What you return must be the lines from the first one below through the one containing "For every instance of the mannequin, the", exactly and with pictures excluded.

Records from a data collection »

========================

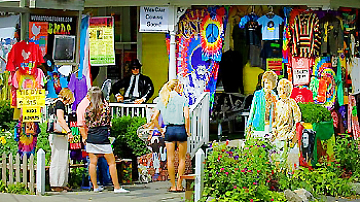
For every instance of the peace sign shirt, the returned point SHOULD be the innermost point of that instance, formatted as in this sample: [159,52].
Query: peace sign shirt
[270,27]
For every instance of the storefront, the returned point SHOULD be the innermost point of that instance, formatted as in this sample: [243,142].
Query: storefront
[314,45]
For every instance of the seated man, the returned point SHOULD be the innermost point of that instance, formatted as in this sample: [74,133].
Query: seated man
[138,87]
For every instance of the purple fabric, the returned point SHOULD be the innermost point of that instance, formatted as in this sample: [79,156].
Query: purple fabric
[79,88]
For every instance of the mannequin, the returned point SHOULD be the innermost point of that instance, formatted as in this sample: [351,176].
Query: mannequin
[262,112]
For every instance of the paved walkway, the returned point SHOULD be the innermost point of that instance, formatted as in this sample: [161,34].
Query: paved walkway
[152,192]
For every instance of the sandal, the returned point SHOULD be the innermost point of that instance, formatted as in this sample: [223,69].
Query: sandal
[172,190]
[180,190]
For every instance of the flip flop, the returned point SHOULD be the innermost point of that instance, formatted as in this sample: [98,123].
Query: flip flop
[171,190]
[180,190]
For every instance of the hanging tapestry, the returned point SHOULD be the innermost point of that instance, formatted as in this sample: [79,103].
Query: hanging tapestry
[199,49]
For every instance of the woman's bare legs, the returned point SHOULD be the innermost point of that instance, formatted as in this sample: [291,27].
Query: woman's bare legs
[112,168]
[181,169]
[171,159]
[92,169]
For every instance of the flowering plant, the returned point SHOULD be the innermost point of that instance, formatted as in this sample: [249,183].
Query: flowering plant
[240,174]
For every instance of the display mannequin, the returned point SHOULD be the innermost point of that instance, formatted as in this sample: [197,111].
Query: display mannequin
[287,114]
[262,112]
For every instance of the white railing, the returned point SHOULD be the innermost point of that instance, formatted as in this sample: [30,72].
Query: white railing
[199,119]
[142,110]
[199,123]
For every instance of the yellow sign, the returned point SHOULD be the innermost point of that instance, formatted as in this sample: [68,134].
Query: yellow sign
[31,114]
[30,98]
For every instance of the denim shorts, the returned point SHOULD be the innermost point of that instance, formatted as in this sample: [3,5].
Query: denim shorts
[175,133]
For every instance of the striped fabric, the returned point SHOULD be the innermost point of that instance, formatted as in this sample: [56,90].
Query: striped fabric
[306,35]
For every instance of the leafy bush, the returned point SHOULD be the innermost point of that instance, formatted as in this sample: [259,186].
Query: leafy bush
[347,154]
[43,143]
[313,113]
[325,179]
[7,143]
[17,188]
[127,143]
[6,115]
[234,174]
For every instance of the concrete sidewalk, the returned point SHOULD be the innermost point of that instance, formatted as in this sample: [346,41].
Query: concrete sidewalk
[152,192]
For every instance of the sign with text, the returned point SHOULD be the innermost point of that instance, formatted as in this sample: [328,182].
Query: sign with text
[154,19]
[31,114]
[101,39]
[44,28]
[30,98]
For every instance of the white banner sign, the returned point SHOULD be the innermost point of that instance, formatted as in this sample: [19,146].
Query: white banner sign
[154,19]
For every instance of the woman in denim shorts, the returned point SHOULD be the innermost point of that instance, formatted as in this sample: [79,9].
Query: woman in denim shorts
[175,112]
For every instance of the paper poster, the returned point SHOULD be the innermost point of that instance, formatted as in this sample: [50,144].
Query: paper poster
[101,39]
[38,33]
[30,98]
[31,115]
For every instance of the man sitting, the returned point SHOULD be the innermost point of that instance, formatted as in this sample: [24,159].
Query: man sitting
[138,87]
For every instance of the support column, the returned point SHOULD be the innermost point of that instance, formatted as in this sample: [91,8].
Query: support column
[172,60]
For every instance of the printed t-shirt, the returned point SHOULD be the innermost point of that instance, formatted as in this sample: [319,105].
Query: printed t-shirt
[270,27]
[26,56]
[79,88]
[302,95]
[80,111]
[173,113]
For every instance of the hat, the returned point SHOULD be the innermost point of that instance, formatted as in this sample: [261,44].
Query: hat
[135,63]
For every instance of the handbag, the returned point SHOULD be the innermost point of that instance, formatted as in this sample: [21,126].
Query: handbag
[53,125]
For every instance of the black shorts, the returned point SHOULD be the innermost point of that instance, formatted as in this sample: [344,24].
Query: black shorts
[175,133]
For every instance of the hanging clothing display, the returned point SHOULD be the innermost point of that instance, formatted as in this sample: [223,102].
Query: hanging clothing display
[200,50]
[79,88]
[306,37]
[270,26]
[25,56]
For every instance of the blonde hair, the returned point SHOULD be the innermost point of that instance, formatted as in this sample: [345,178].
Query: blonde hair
[166,89]
[96,102]
[67,96]
[287,85]
[271,76]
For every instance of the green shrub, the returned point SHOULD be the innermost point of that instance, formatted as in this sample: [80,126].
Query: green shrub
[234,174]
[347,154]
[313,113]
[6,115]
[127,143]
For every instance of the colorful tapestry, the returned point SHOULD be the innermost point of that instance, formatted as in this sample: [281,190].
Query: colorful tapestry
[199,49]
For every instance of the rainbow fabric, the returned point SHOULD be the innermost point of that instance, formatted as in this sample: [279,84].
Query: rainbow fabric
[199,50]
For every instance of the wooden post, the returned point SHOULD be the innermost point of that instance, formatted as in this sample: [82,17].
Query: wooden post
[3,165]
[32,176]
[199,172]
[11,169]
[40,173]
[25,170]
[17,168]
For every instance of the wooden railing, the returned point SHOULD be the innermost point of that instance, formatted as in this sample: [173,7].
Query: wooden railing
[11,171]
[142,110]
[199,123]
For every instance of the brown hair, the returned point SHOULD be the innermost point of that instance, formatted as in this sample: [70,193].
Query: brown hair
[166,89]
[96,102]
[67,96]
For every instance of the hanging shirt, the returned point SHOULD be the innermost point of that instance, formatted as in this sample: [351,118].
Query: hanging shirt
[302,95]
[287,114]
[270,27]
[306,37]
[79,89]
[173,112]
[252,29]
[26,56]
[135,92]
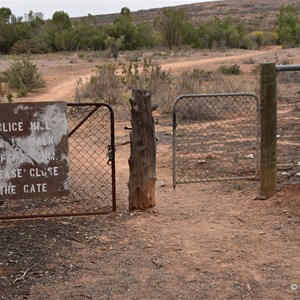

========================

RESPONSE AREA »
For every instance of the peace sign shirt, the returned point SHOULD be the innermost point of that instance, formatted as in this sample: [159,52].
Query: peace sign shirt
[270,27]
For every instance of the storefront, the returned point SHOULD be the innermost point of that instance, formatted as in this sample: [243,142].
Query: storefront
[314,45]
For every instance of the seated man, the returned point SHOULD be the innermost point of that instance, formatted as in this sample: [74,133].
Query: seated man
[138,87]
For every instance of the purple fabric, the returned point SHOULD be the innermost point of that instance, formatted as in this sample: [79,156].
Query: purple fabric
[79,88]
For every instance of the mannequin, the returned point SHOULD be the innermost point of that instance, formatted as in this sample: [351,176].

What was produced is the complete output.